(Location annotation dataset excerpts)
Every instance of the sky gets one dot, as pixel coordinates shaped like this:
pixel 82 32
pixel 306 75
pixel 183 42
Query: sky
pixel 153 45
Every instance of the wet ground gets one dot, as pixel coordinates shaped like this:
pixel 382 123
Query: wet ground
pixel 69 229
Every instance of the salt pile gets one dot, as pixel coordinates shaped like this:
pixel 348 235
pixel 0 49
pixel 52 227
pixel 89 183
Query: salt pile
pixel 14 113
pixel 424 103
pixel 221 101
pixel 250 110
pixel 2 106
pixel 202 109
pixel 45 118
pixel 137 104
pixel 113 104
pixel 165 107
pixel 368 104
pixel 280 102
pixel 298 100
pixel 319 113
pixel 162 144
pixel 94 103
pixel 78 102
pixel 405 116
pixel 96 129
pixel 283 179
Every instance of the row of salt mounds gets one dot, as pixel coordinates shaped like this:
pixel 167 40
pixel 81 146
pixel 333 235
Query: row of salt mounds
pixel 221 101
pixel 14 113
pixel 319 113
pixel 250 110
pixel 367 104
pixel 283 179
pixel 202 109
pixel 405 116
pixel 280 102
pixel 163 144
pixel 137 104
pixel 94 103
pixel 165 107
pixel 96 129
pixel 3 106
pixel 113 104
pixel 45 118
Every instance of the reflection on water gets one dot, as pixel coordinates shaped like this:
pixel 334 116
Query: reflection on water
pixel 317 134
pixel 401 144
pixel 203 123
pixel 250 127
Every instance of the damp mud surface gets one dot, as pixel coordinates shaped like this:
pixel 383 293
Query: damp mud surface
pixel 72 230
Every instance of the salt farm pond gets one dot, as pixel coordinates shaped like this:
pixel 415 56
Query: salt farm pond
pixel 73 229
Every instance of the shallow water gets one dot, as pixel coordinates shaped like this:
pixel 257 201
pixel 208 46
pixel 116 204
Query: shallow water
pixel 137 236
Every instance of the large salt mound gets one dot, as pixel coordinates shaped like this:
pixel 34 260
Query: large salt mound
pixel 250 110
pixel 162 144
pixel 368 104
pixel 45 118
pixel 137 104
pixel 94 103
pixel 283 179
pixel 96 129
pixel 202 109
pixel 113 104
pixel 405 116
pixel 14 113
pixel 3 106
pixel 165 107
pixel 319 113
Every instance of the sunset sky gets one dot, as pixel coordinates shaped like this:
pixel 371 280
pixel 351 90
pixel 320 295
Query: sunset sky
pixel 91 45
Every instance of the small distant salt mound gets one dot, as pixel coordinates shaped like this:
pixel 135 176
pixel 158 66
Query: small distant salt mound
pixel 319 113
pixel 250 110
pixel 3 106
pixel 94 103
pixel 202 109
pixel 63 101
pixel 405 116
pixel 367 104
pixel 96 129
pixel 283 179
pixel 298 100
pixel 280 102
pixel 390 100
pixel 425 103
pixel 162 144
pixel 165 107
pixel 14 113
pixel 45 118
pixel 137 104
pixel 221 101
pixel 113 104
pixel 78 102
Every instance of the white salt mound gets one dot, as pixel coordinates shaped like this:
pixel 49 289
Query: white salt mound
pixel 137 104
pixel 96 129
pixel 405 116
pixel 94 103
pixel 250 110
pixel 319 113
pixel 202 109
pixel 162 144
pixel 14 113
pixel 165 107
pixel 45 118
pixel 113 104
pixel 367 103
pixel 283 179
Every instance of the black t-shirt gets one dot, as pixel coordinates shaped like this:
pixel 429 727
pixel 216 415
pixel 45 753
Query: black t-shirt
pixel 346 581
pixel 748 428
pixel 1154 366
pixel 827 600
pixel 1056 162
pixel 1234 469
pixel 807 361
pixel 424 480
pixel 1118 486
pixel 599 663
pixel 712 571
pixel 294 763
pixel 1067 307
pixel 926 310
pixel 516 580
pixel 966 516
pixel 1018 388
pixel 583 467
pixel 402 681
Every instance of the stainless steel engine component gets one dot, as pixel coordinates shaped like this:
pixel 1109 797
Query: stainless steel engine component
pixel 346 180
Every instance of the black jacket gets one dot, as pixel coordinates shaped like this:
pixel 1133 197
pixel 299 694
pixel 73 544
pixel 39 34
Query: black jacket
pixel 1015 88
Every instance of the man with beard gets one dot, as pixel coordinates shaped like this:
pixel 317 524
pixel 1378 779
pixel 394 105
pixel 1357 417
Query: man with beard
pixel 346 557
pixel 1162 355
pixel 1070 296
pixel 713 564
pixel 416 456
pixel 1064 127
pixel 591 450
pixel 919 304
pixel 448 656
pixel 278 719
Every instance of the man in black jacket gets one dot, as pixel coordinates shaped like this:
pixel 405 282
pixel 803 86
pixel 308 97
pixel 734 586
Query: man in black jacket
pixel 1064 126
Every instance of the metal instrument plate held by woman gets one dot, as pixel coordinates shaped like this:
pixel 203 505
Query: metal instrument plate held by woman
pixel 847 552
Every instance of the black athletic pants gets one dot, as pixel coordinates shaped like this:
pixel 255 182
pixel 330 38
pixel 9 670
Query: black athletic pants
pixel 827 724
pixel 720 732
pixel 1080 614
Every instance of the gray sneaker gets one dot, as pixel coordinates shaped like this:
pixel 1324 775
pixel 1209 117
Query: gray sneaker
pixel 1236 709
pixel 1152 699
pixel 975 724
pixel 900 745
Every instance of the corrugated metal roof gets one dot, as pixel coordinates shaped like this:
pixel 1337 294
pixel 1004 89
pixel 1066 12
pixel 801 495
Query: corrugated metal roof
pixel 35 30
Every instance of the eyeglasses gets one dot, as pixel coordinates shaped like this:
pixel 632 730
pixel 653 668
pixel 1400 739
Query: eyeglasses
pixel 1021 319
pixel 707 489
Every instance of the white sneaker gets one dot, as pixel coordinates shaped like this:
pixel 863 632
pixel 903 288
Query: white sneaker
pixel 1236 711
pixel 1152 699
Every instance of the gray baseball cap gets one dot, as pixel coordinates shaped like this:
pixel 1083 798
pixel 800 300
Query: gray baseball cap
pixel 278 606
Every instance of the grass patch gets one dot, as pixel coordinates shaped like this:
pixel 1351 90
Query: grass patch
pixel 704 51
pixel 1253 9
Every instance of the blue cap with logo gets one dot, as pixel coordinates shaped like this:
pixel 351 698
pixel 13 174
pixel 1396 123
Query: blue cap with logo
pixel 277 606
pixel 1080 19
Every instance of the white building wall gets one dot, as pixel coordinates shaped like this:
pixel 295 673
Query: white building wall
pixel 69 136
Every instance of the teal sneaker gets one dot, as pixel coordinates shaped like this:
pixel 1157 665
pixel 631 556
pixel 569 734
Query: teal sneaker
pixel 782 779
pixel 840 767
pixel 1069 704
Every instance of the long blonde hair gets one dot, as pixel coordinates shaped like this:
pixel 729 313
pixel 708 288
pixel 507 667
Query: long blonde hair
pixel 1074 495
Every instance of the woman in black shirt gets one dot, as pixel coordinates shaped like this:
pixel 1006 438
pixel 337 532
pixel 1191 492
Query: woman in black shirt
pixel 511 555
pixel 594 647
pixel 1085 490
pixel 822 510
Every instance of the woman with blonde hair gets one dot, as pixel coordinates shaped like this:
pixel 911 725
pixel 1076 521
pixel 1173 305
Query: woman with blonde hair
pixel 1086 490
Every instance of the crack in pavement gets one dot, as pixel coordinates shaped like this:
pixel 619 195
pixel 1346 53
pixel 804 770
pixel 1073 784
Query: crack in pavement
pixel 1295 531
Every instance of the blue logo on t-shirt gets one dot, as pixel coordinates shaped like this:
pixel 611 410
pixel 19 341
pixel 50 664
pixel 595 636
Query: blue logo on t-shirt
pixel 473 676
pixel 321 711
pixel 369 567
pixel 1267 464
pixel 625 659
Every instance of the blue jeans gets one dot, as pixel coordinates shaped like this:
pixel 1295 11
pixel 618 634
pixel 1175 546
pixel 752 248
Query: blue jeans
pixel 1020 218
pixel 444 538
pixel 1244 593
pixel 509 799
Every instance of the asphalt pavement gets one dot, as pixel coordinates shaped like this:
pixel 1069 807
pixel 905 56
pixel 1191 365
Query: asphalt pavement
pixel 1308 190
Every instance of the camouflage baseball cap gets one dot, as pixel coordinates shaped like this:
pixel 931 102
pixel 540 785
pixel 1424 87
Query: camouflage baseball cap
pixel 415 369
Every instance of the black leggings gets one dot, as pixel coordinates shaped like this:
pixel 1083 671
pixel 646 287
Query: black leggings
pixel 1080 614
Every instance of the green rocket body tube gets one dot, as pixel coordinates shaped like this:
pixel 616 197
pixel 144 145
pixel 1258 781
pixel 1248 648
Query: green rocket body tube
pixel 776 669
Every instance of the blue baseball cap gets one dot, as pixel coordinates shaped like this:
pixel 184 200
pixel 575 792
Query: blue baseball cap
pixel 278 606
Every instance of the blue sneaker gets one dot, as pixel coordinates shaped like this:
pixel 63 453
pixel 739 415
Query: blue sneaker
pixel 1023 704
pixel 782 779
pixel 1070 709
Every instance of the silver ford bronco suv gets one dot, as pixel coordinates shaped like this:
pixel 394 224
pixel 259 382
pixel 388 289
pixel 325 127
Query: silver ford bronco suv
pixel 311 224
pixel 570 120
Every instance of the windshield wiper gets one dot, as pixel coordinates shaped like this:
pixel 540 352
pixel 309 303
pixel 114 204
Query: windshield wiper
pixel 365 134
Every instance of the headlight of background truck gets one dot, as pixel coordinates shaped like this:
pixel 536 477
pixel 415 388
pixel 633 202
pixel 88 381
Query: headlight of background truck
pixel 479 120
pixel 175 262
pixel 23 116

PROBLEM TO SOLVE
Update the items between the line holding "Every instance of the silver" and the line holding "pixel 365 134", inclusive, by changing "windshield wiper" to "wiper blade" and keeping everything else the same. Give back only those lines.

EXERCISE SOLUTION
Every instance of the silver ford bronco suv gets one dot, as pixel coordinates shaped like this:
pixel 394 224
pixel 259 382
pixel 388 289
pixel 325 127
Query: silver ford bronco suv
pixel 311 224
pixel 570 120
Every instance of the wiper blade gets one dot, as pixel coordinates shaped like this:
pixel 540 352
pixel 309 303
pixel 114 204
Query: wiper blade
pixel 365 134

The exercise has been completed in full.